# RECORDS TO USE start

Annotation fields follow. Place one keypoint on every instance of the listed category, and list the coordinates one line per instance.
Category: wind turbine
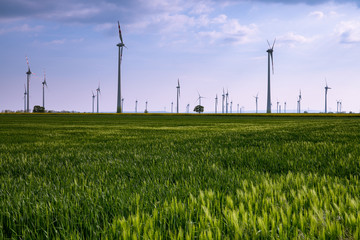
(44, 84)
(223, 95)
(25, 93)
(200, 97)
(270, 55)
(121, 45)
(256, 98)
(97, 97)
(340, 106)
(299, 102)
(216, 99)
(28, 73)
(227, 98)
(177, 96)
(326, 89)
(93, 98)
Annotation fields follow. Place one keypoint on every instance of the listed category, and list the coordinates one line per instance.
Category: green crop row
(108, 176)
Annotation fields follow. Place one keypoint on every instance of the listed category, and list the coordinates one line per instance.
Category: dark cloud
(68, 10)
(100, 11)
(308, 2)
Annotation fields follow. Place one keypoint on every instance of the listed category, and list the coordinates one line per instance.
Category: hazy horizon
(209, 45)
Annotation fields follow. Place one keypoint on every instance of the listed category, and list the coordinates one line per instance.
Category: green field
(108, 176)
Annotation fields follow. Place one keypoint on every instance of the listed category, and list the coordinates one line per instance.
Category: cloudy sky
(209, 45)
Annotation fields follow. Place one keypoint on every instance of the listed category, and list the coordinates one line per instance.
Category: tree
(38, 108)
(199, 109)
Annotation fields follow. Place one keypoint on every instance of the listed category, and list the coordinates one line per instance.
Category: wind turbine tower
(93, 98)
(227, 98)
(44, 84)
(121, 45)
(216, 102)
(223, 100)
(28, 73)
(326, 89)
(299, 102)
(177, 96)
(200, 97)
(270, 56)
(25, 93)
(97, 98)
(256, 98)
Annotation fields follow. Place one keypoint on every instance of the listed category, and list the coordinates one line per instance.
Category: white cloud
(104, 26)
(230, 31)
(348, 32)
(317, 14)
(292, 39)
(21, 28)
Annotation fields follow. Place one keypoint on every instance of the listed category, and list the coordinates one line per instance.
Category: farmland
(108, 176)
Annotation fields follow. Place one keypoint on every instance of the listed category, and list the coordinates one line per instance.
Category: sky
(209, 45)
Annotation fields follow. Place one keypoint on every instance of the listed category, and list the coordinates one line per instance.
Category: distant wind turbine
(97, 97)
(44, 84)
(340, 105)
(299, 102)
(93, 98)
(28, 73)
(326, 89)
(200, 97)
(25, 93)
(256, 99)
(216, 102)
(223, 101)
(227, 98)
(177, 96)
(270, 56)
(121, 45)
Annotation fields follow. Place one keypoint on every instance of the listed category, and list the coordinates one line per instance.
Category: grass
(108, 176)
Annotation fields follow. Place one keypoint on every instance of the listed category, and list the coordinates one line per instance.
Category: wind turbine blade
(273, 44)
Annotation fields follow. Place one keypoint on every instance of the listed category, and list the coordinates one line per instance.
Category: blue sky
(209, 45)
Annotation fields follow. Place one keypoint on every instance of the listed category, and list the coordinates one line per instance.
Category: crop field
(108, 176)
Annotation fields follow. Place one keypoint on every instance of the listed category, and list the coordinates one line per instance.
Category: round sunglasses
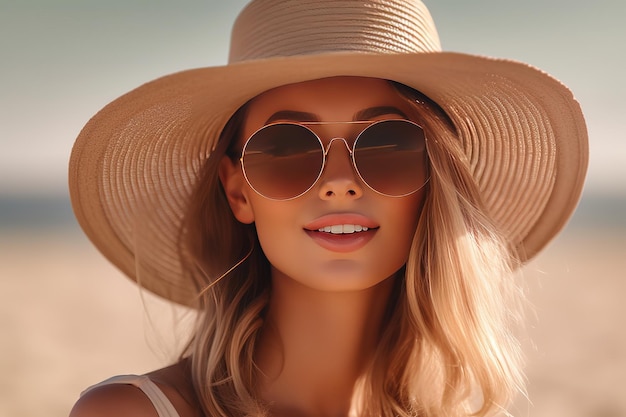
(284, 160)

# RECORDS TO USE end

• _WHAT IS ASKED_
How many lines in the data above contain the word "turbine"? Reply with the number alone.

• _THE REPLY_
4